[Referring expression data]
#####
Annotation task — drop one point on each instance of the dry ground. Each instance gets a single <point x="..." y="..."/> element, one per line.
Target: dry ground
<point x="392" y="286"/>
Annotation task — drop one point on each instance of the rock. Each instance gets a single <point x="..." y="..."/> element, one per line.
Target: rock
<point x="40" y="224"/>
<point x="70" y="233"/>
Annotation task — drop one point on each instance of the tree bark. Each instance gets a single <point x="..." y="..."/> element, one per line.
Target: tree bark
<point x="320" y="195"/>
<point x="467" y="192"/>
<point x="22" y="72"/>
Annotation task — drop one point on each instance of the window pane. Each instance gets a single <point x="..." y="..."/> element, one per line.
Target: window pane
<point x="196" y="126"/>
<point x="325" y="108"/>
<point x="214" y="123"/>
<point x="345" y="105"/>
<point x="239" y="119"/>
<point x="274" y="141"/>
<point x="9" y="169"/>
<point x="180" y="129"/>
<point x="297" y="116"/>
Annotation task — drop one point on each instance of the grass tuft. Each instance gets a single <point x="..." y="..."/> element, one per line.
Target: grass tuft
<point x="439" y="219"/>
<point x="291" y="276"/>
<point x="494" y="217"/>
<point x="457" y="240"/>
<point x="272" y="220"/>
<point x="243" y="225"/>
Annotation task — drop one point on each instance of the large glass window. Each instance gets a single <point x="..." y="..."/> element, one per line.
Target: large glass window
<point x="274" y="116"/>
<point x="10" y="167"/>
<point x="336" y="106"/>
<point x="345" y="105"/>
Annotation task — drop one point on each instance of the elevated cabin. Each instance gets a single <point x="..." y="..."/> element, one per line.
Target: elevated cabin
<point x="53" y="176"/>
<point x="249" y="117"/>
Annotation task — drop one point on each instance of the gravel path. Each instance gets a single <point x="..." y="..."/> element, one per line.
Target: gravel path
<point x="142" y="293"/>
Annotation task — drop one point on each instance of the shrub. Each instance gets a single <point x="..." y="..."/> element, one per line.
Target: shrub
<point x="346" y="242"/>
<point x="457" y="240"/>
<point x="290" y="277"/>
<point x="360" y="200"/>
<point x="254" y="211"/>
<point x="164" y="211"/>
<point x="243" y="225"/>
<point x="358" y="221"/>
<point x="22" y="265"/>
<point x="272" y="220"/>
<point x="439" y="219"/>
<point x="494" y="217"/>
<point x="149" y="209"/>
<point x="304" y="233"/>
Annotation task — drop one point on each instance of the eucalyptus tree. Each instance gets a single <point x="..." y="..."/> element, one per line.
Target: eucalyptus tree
#####
PROBLEM REQUIREMENTS — Where in the entries above does the word "eucalyptus" appear? Copy each line that has it.

RESPONSE BOX —
Annotation task — drop one point on each instance of the eucalyptus tree. Each instance gets a single <point x="..." y="..."/> element, one per line.
Target: eucalyptus tree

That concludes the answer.